WORK INSTRUCTIONS: Output each entry that follows exactly. Images stay out.
═══ TASK MATERIAL ═══
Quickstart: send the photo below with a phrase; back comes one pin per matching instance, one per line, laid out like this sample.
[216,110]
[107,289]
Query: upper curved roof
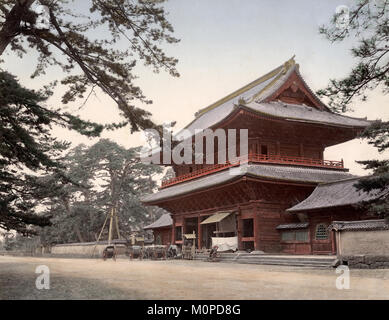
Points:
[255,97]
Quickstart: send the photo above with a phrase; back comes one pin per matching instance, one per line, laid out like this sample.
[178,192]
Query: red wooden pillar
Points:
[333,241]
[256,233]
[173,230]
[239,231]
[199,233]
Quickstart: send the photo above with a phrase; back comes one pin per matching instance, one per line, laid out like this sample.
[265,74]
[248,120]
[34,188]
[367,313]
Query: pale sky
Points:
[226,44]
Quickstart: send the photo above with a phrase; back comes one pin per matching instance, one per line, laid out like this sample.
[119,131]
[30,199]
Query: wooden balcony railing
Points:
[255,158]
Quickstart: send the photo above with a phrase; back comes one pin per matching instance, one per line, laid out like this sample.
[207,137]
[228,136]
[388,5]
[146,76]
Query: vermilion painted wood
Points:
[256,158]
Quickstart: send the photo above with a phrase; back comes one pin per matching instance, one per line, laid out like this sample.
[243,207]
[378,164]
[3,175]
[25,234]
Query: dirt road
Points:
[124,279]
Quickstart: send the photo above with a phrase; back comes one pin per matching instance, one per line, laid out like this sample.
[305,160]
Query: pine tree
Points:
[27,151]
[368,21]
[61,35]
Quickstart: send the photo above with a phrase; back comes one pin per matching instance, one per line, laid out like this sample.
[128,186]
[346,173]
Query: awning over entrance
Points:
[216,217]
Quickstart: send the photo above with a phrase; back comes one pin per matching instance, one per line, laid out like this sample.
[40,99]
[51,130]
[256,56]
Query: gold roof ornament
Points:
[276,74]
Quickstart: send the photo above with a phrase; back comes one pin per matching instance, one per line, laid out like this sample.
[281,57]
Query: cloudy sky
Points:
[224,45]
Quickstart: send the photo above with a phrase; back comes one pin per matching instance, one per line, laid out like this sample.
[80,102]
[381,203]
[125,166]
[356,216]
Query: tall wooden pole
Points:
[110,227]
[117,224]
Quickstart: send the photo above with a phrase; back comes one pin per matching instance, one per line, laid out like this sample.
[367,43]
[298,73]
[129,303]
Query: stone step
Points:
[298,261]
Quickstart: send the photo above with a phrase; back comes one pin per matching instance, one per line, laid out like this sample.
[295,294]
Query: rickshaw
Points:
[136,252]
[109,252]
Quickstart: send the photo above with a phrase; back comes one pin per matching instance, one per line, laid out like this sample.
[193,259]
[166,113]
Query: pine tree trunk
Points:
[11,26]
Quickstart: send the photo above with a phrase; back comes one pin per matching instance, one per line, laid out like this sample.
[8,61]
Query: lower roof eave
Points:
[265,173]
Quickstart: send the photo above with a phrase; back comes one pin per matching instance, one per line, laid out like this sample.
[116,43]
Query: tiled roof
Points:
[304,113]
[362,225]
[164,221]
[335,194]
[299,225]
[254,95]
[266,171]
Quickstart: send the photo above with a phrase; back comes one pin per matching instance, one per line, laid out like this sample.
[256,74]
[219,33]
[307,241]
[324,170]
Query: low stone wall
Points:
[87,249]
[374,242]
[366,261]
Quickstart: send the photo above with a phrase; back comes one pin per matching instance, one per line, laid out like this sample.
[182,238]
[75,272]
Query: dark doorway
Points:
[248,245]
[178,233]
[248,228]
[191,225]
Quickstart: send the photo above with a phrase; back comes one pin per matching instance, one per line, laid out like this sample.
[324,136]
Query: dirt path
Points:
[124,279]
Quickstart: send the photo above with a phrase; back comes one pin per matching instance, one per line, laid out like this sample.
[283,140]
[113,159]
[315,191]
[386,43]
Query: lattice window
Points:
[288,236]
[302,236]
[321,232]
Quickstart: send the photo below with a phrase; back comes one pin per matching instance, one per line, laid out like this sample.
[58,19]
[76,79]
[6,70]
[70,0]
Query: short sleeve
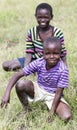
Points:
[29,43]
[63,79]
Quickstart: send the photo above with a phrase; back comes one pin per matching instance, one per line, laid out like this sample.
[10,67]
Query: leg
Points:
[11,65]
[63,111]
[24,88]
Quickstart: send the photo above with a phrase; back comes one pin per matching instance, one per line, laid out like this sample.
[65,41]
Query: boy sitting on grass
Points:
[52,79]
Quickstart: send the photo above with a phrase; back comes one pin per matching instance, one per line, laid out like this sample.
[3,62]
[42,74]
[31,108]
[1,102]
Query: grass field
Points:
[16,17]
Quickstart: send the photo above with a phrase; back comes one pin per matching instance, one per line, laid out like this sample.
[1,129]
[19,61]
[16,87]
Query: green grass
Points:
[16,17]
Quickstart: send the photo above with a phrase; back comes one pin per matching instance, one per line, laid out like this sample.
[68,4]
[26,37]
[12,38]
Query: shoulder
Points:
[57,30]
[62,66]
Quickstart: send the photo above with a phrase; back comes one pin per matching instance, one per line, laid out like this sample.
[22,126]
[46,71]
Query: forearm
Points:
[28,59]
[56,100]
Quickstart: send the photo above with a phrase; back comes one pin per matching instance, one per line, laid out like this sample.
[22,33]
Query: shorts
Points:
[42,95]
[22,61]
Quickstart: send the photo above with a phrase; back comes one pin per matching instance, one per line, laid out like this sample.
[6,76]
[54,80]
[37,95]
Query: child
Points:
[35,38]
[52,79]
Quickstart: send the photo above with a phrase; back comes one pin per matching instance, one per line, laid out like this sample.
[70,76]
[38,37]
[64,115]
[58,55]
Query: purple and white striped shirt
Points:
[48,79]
═══
EXPECTED ANSWER:
Quickstart: send the photo below with a phrase; back comes one pin per matching instance, one per line, laid out like this sample.
[216,110]
[107,289]
Query: upper curved roof
Points:
[255,97]
Quickstart: send the photo above with a phrase; back comes one pin per matching instance, one per line, laid out like this sample.
[178,192]
Query: red wooden pillar
Points:
[333,241]
[256,233]
[173,230]
[239,231]
[199,233]
Quickstart: send the photo above with a phrase; back comes one pin per matching instance, one per line, laid out like this sample.
[265,74]
[248,120]
[34,188]
[367,313]
Query: pale sky
Points:
[226,44]
Quickstart: send the photo above with a phrase; back comes one pin per matching instance, one per line, laid out like this sample.
[119,131]
[30,199]
Query: wooden balcony railing
Points:
[255,158]
Quickstart: send the photo above with a phrase; back comes one pin per matching instance, one per line, laid out like this sample.
[207,137]
[228,136]
[388,5]
[146,76]
Query: vermilion painted wood
Points:
[256,158]
Quickstart: send the photo above with a phrase; back comes one pin per matching instance, one per line, laid out like this sample.
[243,207]
[378,164]
[3,175]
[25,234]
Query: dirt road
Points:
[124,279]
Quickstart: send the photo above with a phrase; back comes one pin per matching instance, one per line, laid out like this sample.
[305,160]
Query: pine tree
Points:
[27,151]
[368,21]
[61,35]
Quickstart: send the photo above with a phrase; back comes one pin per matching instance, one per line, laid out like this sample.
[128,186]
[346,173]
Query: awning over entrance
Points:
[216,217]
Quickstart: send the photo above with a phrase; back comes one pin per matching instance, one per line, laid out like this sample.
[40,99]
[51,130]
[256,56]
Query: gold roof ornament
Points:
[276,74]
Quickstart: send the photo above with a phrase; back comes one pin per matching instance, one per line, laid out like this sample.
[281,57]
Query: cloudy sky
Points:
[224,45]
Quickstart: send the photo above with a phrase; back comes one pin per matching instance, one per line, laid out like this sample.
[80,102]
[381,203]
[125,166]
[356,216]
Query: tall wooden pole
Points:
[110,227]
[117,224]
Quickstart: send the photo above with a phrase; back comes one pin per matching instance, one per line, laid out like this sample.
[367,43]
[298,73]
[129,303]
Query: stone step
Points:
[298,261]
Quickstart: send the photo above with a phrase; back comes one pin per matching instance, one per line, laid out like this sample.
[295,294]
Query: rickshaw
Points:
[136,252]
[109,252]
Quickstart: send the photo above with a phrase; back comes one pin per matching instance, one per line, laid out like this sample.
[193,259]
[166,113]
Query: pine tree trunk
Points:
[11,26]
Quickstart: send the photo above with a phrase; back comes one pin per matching instance, one per line, laid out like this sample.
[8,61]
Query: lower roof eave
Points:
[265,173]
Quickstart: send the photo above with a phrase; back comes one pin per matching instance, one per line, laid out like this sample.
[116,43]
Query: tiled roof
Points:
[304,113]
[362,225]
[164,221]
[335,194]
[299,225]
[254,95]
[266,171]
Quickstart: send the photo above with a phrase; back comes one pin per matching instance, one per line, laid out like this sample.
[256,74]
[219,33]
[307,241]
[324,170]
Query: low stone wall
Points:
[87,249]
[374,242]
[366,261]
Quickstart: send the photo above with a phrase; back comes one pin per matching instance, one per line, laid out like this sample.
[182,238]
[75,272]
Query: dark doorway
Points:
[248,245]
[178,233]
[248,228]
[191,225]
Quickstart: send the photo above with a phrase; back comes one pin per matching instance, one per line, laid out like this sample.
[324,136]
Query: dirt path
Points:
[124,279]
Quickstart: send the photo above with a phrase; back comes one pin per matching instance, one per line, laid out like this sample.
[283,140]
[113,159]
[315,191]
[386,43]
Query: lattice window
Points:
[288,236]
[302,236]
[321,232]
Quickstart: send the photo below with a phrase; back comes one pin per matching instance, one per line, laid out like this sample.
[58,19]
[76,79]
[6,70]
[70,0]
Query: short sleeve
Points:
[29,43]
[63,79]
Quickstart: send the photo above with a phrase; back comes one pin per matching instance, one per line, laid out like this sample.
[10,67]
Query: leg
Points:
[11,65]
[63,111]
[24,88]
Quickstart: send the photo above with a phrase; back comes one pin per matching instance, one per line, laid out like this sample.
[65,41]
Query: boy sitting on grass
Points:
[52,79]
Quickstart: send the photo above with a phrase; back comes one pin per matching instance, one per line, laid out like this sample.
[3,62]
[42,74]
[31,108]
[1,102]
Query: grass field
Points:
[16,17]
Quickstart: send the photo above with a phrase; back comes one pin per matching instance, one per line, laid out like this sample.
[1,129]
[19,61]
[16,87]
Query: green grass
Points:
[16,17]
Quickstart: send the photo above with a phrase; back comes one pin per matching instance, one per line, laid out like this sample.
[68,4]
[26,37]
[12,38]
Query: shoulder
Points:
[57,30]
[62,66]
Quickstart: send the photo above with a phrase; back comes one pin per matching instance, one per line, laid out like this sample.
[22,126]
[46,71]
Query: forearm
Points:
[28,59]
[56,100]
Quickstart: send the photo above with a phrase; back comes one pin per matching instance, one per line, laid out like this sample.
[22,33]
Query: shorts
Points:
[42,95]
[22,61]
Quickstart: send the photo above with a phrase; back comes one pin per matching instance, one per line, laid out like this sample.
[6,76]
[54,80]
[37,95]
Query: child
Points:
[35,38]
[52,79]
Quickstart: send the photo above with a phrase; back comes one pin per matching instance, one per line, laid out like this sample.
[70,76]
[38,37]
[64,115]
[58,55]
Query: purple and white striped shirt
Points:
[48,79]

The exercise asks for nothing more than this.